Quoted text:
┄┄┄┄┄┄┄┄┄┄┄┄┄┄┄┄┄┄┄┄
The left-right symmetric model (LRSM) [1–7] is a well-known extension of the Standard Model (SM) that has been developed over several decades, primarily to account for parity violation in weak interactions and to provide an explanation for neutrino masses through the seesaw mechanism [8,9]. Despite its theoretical appeal, the LRSM does not automatically provide a viable dark matter (DM) candidate. It is therefore natural to investigate whether the framework can be extended to address the dark matter problem.

Many attempts have been made to incorporate a DM candidate within the LRSM framework. One possibility consists in lowering the mass of a right-handed neutrino (RHN) to the keV scale, thereby rendering it a long-lived warm DM candidate [10]. Alternatively, by imposing a discrete Z2 symmetry on the scalar triplets –under which the left triplet ΔL is odd and the right triplet ΔR is even– and setting the vacuum expectation value (VEV) of ΔL to zero, the neutral component ΔL0 becomes a viable DM candidate [11]. Unfortunately, the first approach is rather unnatural within the LRSM framework, while in the second approach ΔL0 cannot reproduce the observed relic density due to its small annihilation cross section [12].

These limitations have motivated various extensions of the LRSM to address the DM problem. For example, the LRSM can be extended by adding a scalar singlet [13] or a fermionic singlet [14] that plays the role of DM. Other possibilities include left-right fermion triplets and quintuplets forming a viable two-component DM scenario [11]. Additional proposals involve stable fermionic or scalar multiplets whose stability is ensured purely by the gauge structure, without the need for an ad hoc stabilizing symmetry [15], or models in which the gauge group is extended to SU(3)C×SU(2)L×U(1)L×SU(2)R×U(1)R [16] containing a scalar bidoublet and a singlet fermionic DM candidate. Models in which DM arises as a mixture of two or more multiplets have also been studied [17], as well as scenarios where the fermion sector is extended by an additional heavy right-handed copy, with the lightest heavy neutrino acting as DM [18]. Another possibility, which we explore in this work, is to extend the LRSM by introducing vectorlike leptons (VLLs) [19].
┄┄┄┄┄┄┄┄┄┄┄┄┄┄┄┄┄┄┄┄
Supplied information:

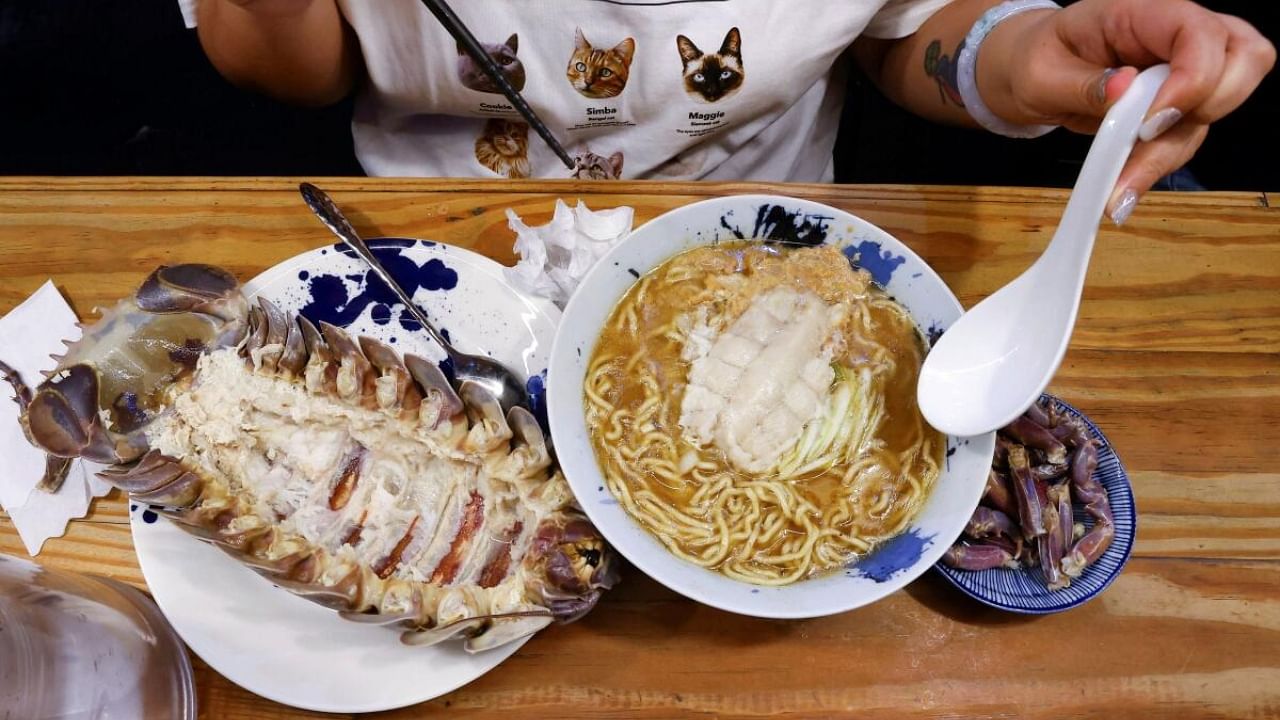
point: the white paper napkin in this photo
(556, 256)
(28, 336)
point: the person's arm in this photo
(296, 50)
(1066, 67)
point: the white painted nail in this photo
(1124, 206)
(1159, 123)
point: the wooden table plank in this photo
(1176, 356)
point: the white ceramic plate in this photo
(291, 650)
(903, 273)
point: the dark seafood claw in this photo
(1051, 547)
(978, 557)
(1040, 415)
(1031, 513)
(999, 495)
(1050, 472)
(987, 522)
(22, 391)
(1001, 460)
(1088, 548)
(570, 565)
(191, 288)
(1029, 433)
(1091, 492)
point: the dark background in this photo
(101, 87)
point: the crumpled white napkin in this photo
(28, 336)
(556, 256)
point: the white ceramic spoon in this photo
(993, 363)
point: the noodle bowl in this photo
(892, 560)
(754, 408)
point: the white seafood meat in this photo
(763, 378)
(341, 470)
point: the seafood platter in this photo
(727, 402)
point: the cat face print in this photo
(711, 77)
(503, 147)
(589, 165)
(599, 73)
(503, 54)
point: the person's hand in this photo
(1072, 64)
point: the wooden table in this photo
(1176, 356)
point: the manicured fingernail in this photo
(1159, 123)
(1124, 206)
(1101, 90)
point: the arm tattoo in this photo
(942, 69)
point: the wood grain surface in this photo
(1176, 356)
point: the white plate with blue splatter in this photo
(899, 270)
(291, 650)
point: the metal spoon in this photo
(999, 356)
(481, 370)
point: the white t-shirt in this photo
(640, 89)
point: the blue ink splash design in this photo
(874, 259)
(536, 388)
(773, 222)
(332, 302)
(895, 555)
(734, 229)
(935, 333)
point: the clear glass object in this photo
(77, 646)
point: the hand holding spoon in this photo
(481, 370)
(997, 358)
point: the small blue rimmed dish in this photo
(1024, 589)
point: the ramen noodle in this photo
(754, 408)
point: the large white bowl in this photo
(895, 267)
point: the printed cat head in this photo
(503, 147)
(589, 165)
(599, 73)
(712, 77)
(504, 54)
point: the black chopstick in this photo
(460, 32)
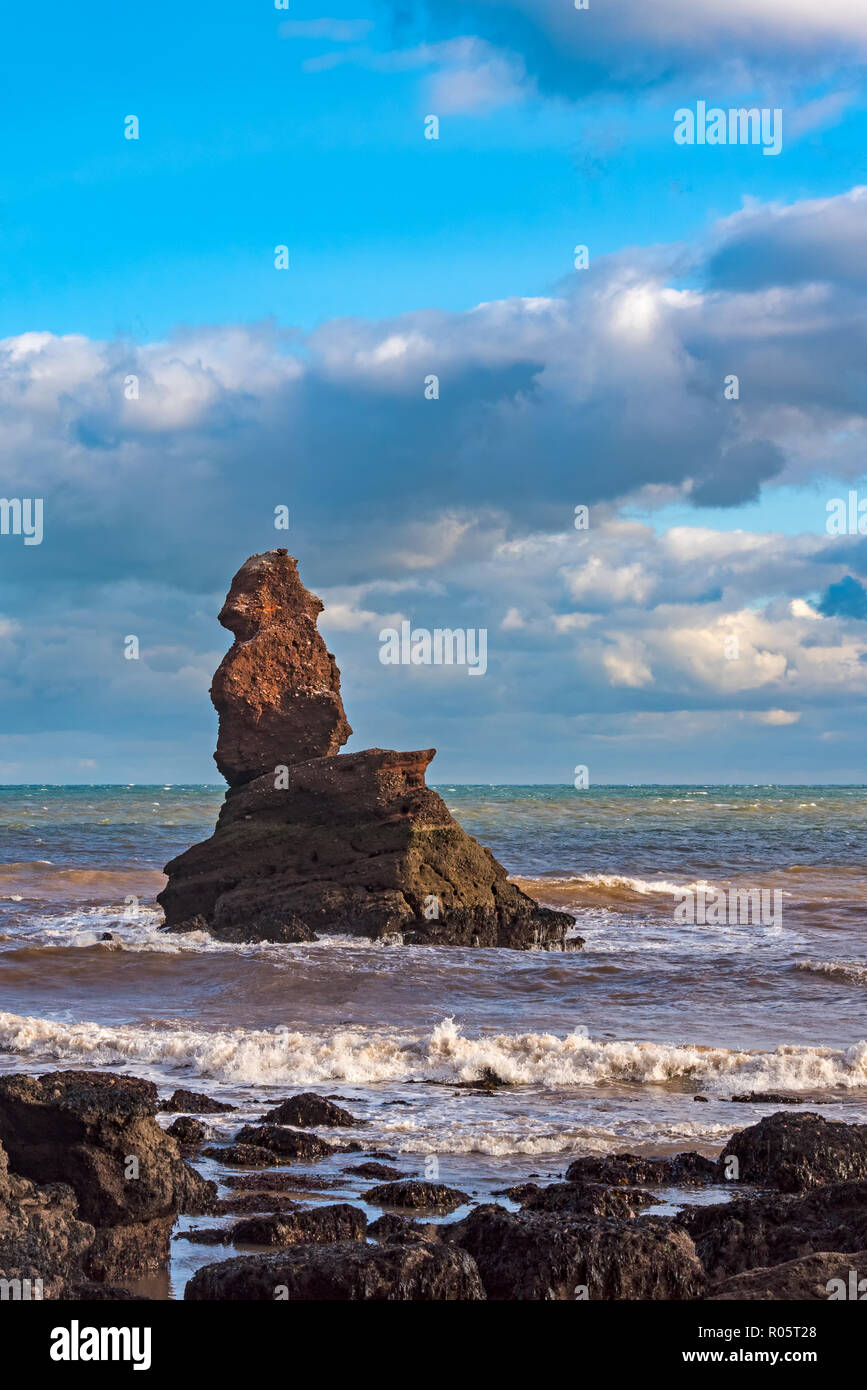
┄┄┄┄┄┄┄┄┄┄┄┄┄┄┄┄┄┄┄┄
Your goal:
Rewrite the paragraph beginning "Many attempts have been made" in the passage on the left-right symmetric model above as a short bulleted list that keeps its main facts.

Written answer:
- Many attempts have been made to include a dark matter (DM) candidate in the LRSM.
- First approach: lower a right-handed neutrino's mass to the keV scale so that it becomes a long-lived warm DM candidate. This is rather unnatural within the LRSM.
- Second approach: impose a discrete Z2 symmetry on the scalar triplets (ΔL odd, ΔR even) and set the VEV of ΔL to zero, making the neutral component ΔL0 a DM candidate. Because of its small annihilation cross section, ΔL0 cannot reproduce the observed relic density.